++++ Data in this exercise ++++
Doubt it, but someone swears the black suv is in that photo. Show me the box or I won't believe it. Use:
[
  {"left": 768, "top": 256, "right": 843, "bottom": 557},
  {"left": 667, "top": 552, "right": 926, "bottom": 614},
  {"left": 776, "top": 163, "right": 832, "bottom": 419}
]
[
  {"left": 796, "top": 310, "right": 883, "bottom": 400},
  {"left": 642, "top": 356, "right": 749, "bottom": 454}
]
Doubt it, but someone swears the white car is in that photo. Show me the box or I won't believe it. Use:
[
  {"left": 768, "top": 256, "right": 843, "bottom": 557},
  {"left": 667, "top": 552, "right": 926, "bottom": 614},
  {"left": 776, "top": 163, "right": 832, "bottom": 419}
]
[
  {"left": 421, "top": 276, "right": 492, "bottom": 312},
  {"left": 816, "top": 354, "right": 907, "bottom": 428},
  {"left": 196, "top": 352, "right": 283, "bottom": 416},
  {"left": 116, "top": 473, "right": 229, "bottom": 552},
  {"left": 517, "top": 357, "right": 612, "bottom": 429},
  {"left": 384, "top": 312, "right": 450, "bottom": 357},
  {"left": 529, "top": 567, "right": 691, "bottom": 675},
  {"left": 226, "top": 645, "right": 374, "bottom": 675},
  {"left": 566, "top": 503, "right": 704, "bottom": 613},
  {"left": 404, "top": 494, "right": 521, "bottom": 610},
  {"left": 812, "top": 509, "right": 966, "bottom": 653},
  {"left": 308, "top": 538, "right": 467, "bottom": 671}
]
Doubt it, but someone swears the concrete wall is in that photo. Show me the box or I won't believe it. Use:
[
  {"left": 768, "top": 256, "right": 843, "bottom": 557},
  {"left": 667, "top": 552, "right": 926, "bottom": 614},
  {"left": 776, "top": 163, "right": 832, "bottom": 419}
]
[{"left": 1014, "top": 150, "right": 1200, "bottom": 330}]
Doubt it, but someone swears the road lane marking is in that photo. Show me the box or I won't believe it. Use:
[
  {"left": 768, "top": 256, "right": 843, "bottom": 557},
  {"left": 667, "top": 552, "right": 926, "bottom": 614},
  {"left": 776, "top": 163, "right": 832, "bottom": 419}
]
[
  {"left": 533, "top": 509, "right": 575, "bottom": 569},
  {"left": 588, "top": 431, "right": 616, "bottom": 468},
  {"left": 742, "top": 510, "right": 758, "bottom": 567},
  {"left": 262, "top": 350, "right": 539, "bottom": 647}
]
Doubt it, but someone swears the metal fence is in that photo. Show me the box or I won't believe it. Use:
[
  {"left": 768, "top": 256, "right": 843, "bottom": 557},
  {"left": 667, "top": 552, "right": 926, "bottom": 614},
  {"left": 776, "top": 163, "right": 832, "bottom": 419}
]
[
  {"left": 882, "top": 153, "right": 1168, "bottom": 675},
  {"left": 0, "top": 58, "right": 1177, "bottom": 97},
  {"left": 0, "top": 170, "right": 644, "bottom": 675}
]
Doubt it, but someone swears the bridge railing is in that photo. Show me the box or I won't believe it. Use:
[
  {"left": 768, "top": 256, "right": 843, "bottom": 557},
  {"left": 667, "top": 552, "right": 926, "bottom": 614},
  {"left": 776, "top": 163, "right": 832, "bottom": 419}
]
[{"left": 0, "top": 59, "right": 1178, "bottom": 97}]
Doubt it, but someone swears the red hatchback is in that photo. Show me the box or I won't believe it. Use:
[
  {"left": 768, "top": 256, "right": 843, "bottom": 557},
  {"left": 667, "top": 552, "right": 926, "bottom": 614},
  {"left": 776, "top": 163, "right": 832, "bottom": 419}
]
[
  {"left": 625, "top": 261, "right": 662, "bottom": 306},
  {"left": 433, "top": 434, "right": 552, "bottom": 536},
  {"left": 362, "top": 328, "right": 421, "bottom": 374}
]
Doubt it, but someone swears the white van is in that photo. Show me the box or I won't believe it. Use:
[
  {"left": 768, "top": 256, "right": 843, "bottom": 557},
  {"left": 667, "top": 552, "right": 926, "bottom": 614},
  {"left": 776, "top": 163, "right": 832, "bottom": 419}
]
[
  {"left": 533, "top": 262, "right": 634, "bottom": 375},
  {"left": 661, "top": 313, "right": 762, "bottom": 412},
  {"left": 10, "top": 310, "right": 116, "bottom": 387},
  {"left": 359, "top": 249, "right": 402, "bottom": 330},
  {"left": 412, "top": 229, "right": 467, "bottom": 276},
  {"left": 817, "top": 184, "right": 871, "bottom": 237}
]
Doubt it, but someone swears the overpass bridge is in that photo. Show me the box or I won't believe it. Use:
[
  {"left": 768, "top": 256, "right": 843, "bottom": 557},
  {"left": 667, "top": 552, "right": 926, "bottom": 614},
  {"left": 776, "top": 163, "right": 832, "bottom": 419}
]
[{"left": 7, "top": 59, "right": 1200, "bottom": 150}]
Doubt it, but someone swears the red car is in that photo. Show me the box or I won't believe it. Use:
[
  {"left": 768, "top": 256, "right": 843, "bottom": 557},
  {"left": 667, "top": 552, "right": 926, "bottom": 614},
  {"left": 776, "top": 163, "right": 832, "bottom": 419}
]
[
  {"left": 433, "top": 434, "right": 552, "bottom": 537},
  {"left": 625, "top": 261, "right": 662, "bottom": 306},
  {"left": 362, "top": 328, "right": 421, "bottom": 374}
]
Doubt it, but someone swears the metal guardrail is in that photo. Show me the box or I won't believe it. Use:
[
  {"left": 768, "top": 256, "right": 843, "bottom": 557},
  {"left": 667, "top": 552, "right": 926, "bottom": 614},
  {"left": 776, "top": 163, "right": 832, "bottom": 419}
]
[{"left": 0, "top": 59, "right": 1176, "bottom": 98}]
++++
Request:
Find every line in the listing above that contains the word "white", matching case exactly, and copy each of those lines.

Solved problem:
Doubt it, but someone swears the white car is in that photo. Show me the box or I won't believe it. Use:
Doubt it, but someone swears the white van is in that photo. Show me the box or I won't believe it. Use:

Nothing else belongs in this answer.